■ **LISTED ENTRIES**
++++++
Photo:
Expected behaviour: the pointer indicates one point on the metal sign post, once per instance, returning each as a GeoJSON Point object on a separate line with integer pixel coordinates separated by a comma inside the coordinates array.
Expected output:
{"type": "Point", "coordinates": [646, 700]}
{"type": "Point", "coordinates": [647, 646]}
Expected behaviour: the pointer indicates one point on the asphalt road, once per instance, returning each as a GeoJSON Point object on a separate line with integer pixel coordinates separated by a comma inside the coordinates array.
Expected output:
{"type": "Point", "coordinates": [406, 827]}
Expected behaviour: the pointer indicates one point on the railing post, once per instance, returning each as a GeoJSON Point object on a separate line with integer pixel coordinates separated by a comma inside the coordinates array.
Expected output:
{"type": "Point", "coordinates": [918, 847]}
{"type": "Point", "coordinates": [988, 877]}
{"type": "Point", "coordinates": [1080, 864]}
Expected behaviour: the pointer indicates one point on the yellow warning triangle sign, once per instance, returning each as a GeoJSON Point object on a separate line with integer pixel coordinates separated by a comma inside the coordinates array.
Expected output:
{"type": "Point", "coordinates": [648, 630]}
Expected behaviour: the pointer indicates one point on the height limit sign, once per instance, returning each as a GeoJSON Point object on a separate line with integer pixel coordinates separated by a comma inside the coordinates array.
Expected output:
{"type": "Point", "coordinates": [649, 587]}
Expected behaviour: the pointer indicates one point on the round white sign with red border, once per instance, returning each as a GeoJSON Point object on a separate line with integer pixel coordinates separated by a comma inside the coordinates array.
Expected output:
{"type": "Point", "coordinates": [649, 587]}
++++++
■ **EXERCISE PROMPT**
An exact repeat of all the entries above is required.

■ **TASK RESULT**
Photo:
Expected behaviour: the pointer indicates one point on the metal sign post, once per instance, returning each as a GeoJSON Point object on a separate line with integer pixel coordinates separated by a comma inside the coordinates array.
Expected output:
{"type": "Point", "coordinates": [646, 700]}
{"type": "Point", "coordinates": [647, 646]}
Expected behaviour: the pointer indicates one point on the asphalt road, once per instance, returning each as a GeoJSON Point object on a separate line with integer pixel coordinates separated by a comma inside the coordinates array.
Expected output:
{"type": "Point", "coordinates": [406, 827]}
Expected behaviour: the pointer indicates one point on the railing post, once per instance, returning each as a GeoJSON Point object on a separate line with integer pixel coordinates separated by a comma inside the coordinates array.
Expected output:
{"type": "Point", "coordinates": [918, 847]}
{"type": "Point", "coordinates": [988, 877]}
{"type": "Point", "coordinates": [1080, 864]}
Expected behaviour: the pointer indicates one point on the yellow warning triangle sign, once per instance, returning each as a GeoJSON Point object on a separate line with integer pixel coordinates separated by a comma inside the coordinates array.
Expected output:
{"type": "Point", "coordinates": [648, 630]}
Expected behaviour: the pointer indicates one point on the height limit sign, once per instance, returning each as a GeoJSON Point object on a separate line with integer pixel coordinates separated by a comma inside the coordinates array.
Expected output:
{"type": "Point", "coordinates": [649, 587]}
Expected behaviour: the pointer indicates one point on the round white sign with red border, once per instance, returning each as a GeoJSON Point object on a separate line with integer pixel coordinates separated by a comma inside the coordinates array.
Expected output:
{"type": "Point", "coordinates": [649, 587]}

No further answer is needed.